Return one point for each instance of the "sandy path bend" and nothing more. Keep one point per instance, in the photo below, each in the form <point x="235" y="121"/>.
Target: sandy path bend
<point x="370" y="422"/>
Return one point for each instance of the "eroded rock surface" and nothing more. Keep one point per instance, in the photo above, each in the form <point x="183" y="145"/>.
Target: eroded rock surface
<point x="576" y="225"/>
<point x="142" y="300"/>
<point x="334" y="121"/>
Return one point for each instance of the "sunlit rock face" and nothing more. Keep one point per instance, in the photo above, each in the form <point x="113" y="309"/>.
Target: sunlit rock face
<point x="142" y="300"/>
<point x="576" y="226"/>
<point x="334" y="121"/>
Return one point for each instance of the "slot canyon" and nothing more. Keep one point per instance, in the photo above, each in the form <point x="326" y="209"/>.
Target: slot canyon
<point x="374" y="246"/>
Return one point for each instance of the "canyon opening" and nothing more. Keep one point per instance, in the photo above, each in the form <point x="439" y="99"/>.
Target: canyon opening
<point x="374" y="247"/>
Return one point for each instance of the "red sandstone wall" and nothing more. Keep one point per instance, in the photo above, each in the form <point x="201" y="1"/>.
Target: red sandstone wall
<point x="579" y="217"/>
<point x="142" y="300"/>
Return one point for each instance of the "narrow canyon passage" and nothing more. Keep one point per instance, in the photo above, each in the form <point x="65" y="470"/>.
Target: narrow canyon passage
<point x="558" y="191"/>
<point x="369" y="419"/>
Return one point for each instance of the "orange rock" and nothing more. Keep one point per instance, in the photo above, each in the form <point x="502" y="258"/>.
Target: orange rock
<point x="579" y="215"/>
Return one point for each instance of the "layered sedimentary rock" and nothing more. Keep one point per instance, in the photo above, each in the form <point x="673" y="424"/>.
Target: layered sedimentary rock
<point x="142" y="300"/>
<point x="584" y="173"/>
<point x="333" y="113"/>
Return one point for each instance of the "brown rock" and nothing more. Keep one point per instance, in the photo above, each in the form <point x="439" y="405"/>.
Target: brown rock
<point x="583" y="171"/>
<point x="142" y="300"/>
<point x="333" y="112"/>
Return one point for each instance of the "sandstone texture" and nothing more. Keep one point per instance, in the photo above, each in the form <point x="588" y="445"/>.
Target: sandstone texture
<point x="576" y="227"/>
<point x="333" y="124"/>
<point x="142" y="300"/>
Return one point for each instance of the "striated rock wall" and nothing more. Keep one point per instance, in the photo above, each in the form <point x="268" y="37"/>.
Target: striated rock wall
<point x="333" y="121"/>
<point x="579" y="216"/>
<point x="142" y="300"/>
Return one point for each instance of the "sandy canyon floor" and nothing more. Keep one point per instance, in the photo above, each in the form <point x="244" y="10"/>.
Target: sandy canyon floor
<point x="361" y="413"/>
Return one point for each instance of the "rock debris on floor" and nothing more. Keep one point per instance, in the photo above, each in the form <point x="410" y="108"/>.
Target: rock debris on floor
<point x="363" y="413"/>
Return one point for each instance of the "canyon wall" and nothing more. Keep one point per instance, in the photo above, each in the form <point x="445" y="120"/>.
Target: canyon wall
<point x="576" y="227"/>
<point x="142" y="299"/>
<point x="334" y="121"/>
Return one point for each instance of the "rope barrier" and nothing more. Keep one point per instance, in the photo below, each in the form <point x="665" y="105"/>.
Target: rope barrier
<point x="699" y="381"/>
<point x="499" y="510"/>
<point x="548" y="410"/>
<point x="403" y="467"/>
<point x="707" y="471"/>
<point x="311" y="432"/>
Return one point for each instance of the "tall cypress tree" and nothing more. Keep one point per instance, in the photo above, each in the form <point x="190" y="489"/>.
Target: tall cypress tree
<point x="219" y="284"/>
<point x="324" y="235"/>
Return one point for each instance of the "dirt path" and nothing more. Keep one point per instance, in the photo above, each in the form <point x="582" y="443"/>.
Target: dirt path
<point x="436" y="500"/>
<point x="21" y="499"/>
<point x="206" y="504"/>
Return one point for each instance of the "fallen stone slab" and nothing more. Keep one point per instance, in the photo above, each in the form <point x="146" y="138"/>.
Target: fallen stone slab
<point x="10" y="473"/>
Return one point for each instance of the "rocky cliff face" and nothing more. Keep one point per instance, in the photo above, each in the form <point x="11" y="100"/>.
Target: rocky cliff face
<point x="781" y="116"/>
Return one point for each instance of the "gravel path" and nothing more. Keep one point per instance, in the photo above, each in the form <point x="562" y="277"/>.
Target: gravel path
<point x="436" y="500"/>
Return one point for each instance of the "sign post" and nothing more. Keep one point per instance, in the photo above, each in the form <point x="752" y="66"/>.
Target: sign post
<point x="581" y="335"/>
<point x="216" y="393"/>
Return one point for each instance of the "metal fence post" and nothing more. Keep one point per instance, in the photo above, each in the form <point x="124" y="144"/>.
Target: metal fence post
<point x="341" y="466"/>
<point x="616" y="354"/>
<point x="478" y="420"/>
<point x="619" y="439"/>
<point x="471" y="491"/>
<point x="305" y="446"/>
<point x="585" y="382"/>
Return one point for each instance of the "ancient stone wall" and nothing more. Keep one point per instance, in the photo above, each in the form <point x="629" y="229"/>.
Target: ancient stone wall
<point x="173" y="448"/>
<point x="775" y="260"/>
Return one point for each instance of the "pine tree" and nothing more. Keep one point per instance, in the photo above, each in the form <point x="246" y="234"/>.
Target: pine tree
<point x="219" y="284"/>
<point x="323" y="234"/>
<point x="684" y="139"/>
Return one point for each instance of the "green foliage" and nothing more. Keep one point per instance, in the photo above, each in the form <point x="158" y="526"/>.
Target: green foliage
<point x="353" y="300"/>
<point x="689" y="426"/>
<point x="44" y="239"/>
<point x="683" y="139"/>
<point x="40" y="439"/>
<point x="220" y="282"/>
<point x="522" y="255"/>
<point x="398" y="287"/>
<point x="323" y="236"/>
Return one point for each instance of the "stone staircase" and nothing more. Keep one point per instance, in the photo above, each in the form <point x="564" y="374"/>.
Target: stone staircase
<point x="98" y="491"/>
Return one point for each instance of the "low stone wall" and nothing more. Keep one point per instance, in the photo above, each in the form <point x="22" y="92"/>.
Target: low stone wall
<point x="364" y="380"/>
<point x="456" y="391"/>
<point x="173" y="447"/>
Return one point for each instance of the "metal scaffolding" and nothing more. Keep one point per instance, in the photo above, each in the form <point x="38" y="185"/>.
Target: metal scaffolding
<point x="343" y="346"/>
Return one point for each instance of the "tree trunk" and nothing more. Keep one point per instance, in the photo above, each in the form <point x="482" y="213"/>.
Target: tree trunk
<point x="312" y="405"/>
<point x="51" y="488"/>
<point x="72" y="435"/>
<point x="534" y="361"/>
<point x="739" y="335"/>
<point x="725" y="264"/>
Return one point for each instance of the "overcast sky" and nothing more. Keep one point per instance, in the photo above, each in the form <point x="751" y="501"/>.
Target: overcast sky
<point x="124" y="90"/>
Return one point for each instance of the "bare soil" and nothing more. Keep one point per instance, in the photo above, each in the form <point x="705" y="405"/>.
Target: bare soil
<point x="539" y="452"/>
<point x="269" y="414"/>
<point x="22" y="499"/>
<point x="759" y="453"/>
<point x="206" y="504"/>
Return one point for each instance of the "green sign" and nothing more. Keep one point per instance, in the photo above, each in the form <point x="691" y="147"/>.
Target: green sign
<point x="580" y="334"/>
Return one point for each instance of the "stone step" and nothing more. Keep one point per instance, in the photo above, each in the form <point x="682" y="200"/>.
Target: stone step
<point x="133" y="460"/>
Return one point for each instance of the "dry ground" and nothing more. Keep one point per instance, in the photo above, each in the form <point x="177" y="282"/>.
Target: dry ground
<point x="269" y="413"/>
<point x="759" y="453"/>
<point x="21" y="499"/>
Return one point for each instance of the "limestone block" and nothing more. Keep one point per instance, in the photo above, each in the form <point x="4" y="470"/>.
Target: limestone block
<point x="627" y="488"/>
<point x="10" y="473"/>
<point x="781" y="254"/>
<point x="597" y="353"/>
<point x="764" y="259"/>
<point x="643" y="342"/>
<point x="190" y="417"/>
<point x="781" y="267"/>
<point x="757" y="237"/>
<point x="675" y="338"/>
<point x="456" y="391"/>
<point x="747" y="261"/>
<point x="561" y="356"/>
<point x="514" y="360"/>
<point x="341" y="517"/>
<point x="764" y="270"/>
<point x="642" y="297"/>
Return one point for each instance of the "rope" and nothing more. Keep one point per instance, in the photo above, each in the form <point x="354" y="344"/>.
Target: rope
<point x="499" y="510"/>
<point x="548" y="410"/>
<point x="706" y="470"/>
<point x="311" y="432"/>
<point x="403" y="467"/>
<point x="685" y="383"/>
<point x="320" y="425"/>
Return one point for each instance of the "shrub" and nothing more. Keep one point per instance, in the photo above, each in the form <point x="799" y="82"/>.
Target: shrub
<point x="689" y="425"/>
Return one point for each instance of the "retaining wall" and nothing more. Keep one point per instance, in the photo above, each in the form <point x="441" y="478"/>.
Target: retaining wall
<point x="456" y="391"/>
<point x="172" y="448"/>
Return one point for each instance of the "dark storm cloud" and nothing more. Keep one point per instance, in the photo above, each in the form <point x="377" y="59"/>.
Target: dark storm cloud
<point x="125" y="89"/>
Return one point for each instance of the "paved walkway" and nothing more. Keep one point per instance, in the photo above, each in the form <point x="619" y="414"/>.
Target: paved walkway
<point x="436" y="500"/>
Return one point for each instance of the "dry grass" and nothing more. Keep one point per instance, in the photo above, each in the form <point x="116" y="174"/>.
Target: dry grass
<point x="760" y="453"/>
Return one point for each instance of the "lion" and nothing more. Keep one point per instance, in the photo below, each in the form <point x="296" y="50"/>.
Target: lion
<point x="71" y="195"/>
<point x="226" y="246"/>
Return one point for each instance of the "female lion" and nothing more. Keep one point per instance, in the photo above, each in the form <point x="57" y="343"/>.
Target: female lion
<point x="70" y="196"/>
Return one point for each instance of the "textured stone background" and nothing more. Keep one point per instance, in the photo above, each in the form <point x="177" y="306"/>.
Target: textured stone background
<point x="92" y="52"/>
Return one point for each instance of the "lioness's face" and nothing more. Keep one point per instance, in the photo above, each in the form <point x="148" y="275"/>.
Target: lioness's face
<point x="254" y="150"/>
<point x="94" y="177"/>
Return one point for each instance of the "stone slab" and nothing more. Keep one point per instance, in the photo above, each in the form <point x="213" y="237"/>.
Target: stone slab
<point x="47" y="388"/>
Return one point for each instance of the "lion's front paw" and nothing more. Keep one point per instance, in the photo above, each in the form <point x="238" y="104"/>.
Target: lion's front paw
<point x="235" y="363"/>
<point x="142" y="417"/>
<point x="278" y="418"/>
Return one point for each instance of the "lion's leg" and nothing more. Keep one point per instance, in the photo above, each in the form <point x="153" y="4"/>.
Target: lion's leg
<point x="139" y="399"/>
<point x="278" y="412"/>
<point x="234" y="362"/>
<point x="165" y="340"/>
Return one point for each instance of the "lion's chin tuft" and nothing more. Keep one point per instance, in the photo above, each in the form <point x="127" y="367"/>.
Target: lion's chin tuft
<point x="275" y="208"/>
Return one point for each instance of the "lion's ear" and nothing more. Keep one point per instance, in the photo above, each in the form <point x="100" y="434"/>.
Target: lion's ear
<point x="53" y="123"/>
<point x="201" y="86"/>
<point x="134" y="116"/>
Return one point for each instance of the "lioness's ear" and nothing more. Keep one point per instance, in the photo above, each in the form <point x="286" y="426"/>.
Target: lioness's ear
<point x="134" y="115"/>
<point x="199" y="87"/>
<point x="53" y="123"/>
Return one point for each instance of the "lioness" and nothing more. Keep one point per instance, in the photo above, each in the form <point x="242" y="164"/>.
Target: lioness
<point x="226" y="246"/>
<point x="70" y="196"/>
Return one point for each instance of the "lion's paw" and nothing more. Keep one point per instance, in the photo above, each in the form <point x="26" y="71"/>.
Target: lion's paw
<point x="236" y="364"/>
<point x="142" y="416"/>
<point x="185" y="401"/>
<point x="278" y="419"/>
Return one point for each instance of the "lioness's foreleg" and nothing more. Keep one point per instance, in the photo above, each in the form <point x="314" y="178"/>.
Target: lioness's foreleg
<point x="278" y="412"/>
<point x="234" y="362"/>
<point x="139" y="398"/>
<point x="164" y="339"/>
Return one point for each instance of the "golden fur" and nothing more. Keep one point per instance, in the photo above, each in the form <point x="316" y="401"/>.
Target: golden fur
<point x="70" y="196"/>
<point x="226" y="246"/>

────────────────────

Show each line of the items above that contains the string "storm", copying every such line in full.

Return one point for each instance of the "dark storm cloud" and nothing more. Keep one point per instance, in the photo above, each in the form <point x="377" y="59"/>.
Target: dark storm cloud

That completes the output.